[BEGIN]
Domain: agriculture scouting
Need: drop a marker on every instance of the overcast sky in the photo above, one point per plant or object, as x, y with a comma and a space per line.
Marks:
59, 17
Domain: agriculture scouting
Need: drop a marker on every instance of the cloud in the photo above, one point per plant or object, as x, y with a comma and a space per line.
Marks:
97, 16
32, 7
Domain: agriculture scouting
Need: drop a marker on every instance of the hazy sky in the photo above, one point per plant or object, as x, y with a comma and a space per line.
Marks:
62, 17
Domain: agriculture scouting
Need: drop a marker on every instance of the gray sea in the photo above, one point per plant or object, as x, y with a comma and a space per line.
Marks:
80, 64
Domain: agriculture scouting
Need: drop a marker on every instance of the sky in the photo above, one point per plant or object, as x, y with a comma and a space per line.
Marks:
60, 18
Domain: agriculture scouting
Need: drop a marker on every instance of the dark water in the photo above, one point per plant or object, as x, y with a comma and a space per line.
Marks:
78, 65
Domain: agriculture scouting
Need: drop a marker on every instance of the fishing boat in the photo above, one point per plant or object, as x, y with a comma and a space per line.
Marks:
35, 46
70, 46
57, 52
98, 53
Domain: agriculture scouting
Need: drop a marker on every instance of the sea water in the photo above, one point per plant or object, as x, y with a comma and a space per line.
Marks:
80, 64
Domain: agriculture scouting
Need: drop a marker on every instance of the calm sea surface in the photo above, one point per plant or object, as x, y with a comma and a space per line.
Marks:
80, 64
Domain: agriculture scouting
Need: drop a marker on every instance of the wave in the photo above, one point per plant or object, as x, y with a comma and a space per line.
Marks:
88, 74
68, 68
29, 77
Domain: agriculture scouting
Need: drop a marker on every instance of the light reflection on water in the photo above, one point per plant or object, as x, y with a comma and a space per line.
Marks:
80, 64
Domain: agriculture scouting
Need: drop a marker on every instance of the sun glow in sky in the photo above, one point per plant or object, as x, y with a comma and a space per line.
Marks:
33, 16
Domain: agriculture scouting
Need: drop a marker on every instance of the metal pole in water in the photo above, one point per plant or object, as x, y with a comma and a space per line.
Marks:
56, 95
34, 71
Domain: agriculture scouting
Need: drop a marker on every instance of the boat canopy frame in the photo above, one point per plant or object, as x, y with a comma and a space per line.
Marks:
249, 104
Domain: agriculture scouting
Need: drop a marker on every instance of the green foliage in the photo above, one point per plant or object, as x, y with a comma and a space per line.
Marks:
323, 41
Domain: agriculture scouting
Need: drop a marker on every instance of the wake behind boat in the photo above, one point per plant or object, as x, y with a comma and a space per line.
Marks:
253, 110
[END]
== WORK REQUIRED ==
Please give back all of the records exactly as written.

== THE ANSWER ==
Domain: agriculture scouting
Need: drop a marker on every instance of the overcast sky in the photo above, one point per plant or object, as x, y with a comma and a space per line.
Marks:
59, 17
Domain: agriculture scouting
Need: drop a marker on every instance of the cloud in the photo above, one point per plant or object, as x, y with a comma and a space per line.
Marks:
97, 16
32, 7
Domain: agriculture scouting
Need: drop a marker on every instance of the hazy sky in the photo above, one point per plant or object, as x, y with a comma and a space per line.
Marks:
62, 17
Domain: agriculture scouting
Need: drop a marker on every instance of the gray sea in the photo above, one point per plant or object, as x, y with a comma and a space per line.
Marks:
80, 64
Domain: agriculture scouting
Need: drop a marker on every instance of the sky in the photo above, one point per plant or object, as x, y with a comma and a space per line.
Marks:
60, 18
Domain: agriculture scouting
Need: drop a marker on every instance of the dark water in the photo above, one point per plant or object, as x, y with a comma and a space per line.
Marks:
78, 65
Domain: agriculture scouting
Need: drop a marker on every instance of the fishing boat in the photo above, one point per plant or object, as x, y with a comma and a space per line.
Marks:
35, 46
70, 46
57, 52
98, 53
Domain: agriculture scouting
Need: drop a marker on every instance of the sea water in the photo above, one point per plant or object, as x, y with a comma and a space per line.
Marks:
80, 64
Domain: agriculture scouting
Need: drop a marker on every instance of the calm sea surface in the photo above, one point per plant or object, as x, y with a comma and a space per line.
Marks:
80, 64
Domain: agriculture scouting
Need: drop a marker on every instance of the wave in the photo above, one point per plant or object, as x, y with a comma and a space per line.
Marks:
88, 74
68, 68
29, 77
Domain: agriculture scouting
Need: drop a marker on every instance of the light reflection on water in the photo above, one point per plant or object, as x, y with a comma and a space per line.
Marks:
80, 64
Domain: agriculture scouting
Need: drop a marker on every instance of the sun glow in sky in the photo above, one point per plant or object, as x, y with a comma and a space per line.
Marks:
33, 16
Domain: agriculture scouting
Need: drop a marker on every instance of the metal pole in water in the photo above, one point per plant or object, as x, y with a comma and a space per line.
Marks:
56, 95
34, 71
Domain: agriculture scouting
Need: drop a marker on every instance of the boat canopy frame in the photo above, one point per plant or object, as x, y with a comma and a space per line.
Marks:
249, 104
Domain: agriculture scouting
Need: drop a marker on every instance of the green foliage in the photo above, one point per plant or object, as x, y with a comma and a space per line.
Marks:
323, 41
Domain: agriculture scouting
Need: drop a marker on every instance of the wake behind boat in the photo above, one point per plant or object, as x, y with a comma and a space per line.
Marks:
253, 110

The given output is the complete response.